Which lines of the entries below run from the one holding "Pick out the yellow blossom." to the one holding "Pick out the hairy", inclusive? Set down exactly those lines and no others.

**SUPPLIED MATERIAL**:
──────

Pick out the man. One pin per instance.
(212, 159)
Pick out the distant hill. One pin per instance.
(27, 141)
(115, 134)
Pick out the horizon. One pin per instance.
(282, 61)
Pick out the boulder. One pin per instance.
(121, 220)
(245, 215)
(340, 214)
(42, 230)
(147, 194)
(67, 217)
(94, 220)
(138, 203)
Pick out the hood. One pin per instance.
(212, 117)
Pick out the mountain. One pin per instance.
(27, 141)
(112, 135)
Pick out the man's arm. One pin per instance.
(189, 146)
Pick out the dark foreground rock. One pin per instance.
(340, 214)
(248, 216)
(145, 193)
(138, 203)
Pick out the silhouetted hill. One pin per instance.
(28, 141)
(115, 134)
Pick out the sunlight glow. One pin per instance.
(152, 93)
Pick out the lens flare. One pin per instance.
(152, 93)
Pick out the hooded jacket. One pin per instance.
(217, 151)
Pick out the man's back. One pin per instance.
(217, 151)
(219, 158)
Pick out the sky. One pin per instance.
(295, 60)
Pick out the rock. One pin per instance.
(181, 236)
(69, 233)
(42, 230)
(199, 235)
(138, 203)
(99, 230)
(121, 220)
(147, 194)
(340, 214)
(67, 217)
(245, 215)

──────

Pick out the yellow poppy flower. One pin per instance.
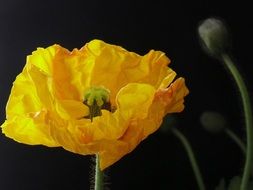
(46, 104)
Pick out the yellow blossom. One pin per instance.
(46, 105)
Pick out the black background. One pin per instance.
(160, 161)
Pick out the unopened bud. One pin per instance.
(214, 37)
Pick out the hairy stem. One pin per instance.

──────

**RESULT OF THE TASK**:
Pick out the yellow blossom. One pin per instance.
(46, 105)
Pick out the black background. One pin per instance.
(160, 161)
Pick out the unopened bud. One pin per instance.
(214, 37)
Pick out the hairy stem. One pin per instance.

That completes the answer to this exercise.